# [Objetivo proposto]
Transcreva da crítica de cinema abaixo o trecho de "Belfort incorpora o" a "público a eles.".

# [Texto para leitura]
O Lobo Mau de Wall Street
Scorsese + DiCaprio + Wall Street: alucinação na tela, exageros na vida real e o esforço épico de um grande diretor para salvar uma história desinteressante em “O Lobo de Wall Street”
Há uma linha clara guiando a maioria dos indicados a Melhor Filme no Oscar: os roteiros têm caráter transformador e provocador. A única exceção é “O Lobo de Wall Street” (The Wolf of Wall Street, 2013), escrito por Terence Winter, de “The Sopranos” e “Boardwalk Empire”, que optou por um retrato de um sujeito desprezível, sem grandes arcos dramáticos ou envolvimento emocional do espectador com a história. Entretanto isso não impede que Martin Scorsese e Leonardo DiCaprio deem mais um show de cinema, mantendo um ritmo quase frenético por 3 horas de exibição.
A sensação contraditória é inevitável, pois a história é absolutamente previsível desde o primeiro momento e a persona de Jordan Belfort, o empresário picareta que constrói um império vendendo ações em Wall Street, se transforma rapidamente num catalizador para piadas físicas, humor à la Jack Ass e um ego do tamanho do mundo.
Ele é o vilão, logo, não faz nada digno de identificação ou piedade; só é herói para ele mesmo. Um sujeito que ultrapassa os limites da ganância em prol do sentimento de invulnerabilidade criado pela fortuna. Pronto. É isso. Mas, ao mesmo tempo, é impossível tirar os olhos de DiCaprio – e das beldades que o cercam ao longo do filme – e aguardar pelo próximo movimento de câmera maluco de Scorsese, que brincou bastante com pontos de vista (talvez um reflexo de Hugo? Leia mais aqui) e se portou quase como um analista do personagem.
Belfort incorpora o asco aos operadores de Wall Street, ainda mal vistos desde a última crise, e tinha potencial para permitir uma análise desse mercado, das más práticas e da reação do público a eles.
Terence Winter preferiu ignorar tudo isso e manter o roteiro focado apenas nas realizações, exageros e surtos comportamentais regados por quilos de cocaína e inúmeros comprimidos de quaalude (banidos depois da década de 80).
Ele também mostra o lado negro do “self-made man”, já que conseguiu sua fortuna por esforço próprio, mas apoiado no desespero alheio. Incapaz de manter o zíper fechado, mesmo casado com uma deusa, ele vive ao bel prazer do abuso, da falta de limites e da imbecilidade concentrada. Para descobrir tudo isso, não é preciso mais que meia hora de filme, pois ele é escancarado.
Não há camadas, não há sub-tons na vida de Belfort. Não há nada a ser descoberto. O que resta? Leonardo DiCaprio alucinando em cena. Transformando discursos motivacionais dentro da empresa em momentos de atuação suprema, envolvendo, quebrando tudo. As palavras pouco importavam perante um ator disposto a tudo para fazer o espectador acreditar na babaquice inigualável de seu personagem.
Martin Scorsese e Leonardo DiCaprio dão mais um show de cinema, mantendo um ritmo quase frenético por 3 horas de exibição.

Entradas salvas:
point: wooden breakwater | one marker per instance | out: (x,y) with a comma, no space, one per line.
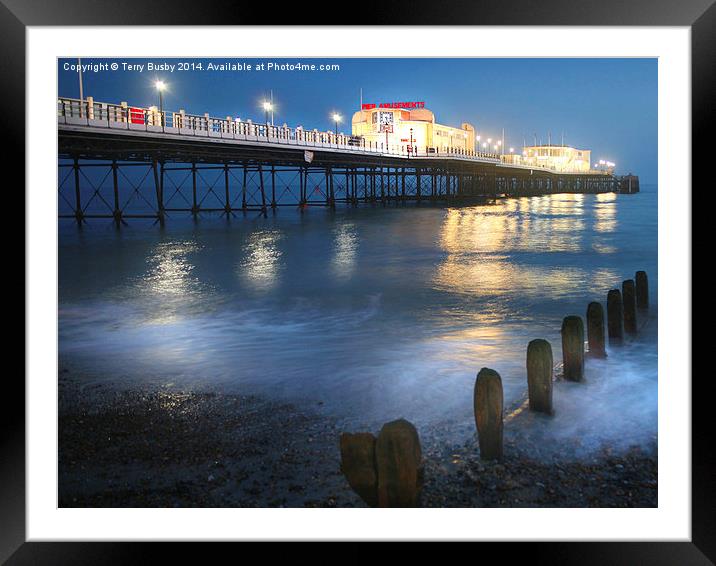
(387,471)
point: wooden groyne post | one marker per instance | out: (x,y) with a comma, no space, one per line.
(615,317)
(573,348)
(595,330)
(540,366)
(642,290)
(488,405)
(387,471)
(629,300)
(399,464)
(358,465)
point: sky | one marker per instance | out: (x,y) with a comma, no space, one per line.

# [Solução completa]
Belfort incorpora o asco aos operadores de Wall Street, ainda mal vistos desde a última crise, e tinha potencial para permitir uma análise desse mercado, das más práticas e da reação do público a eles.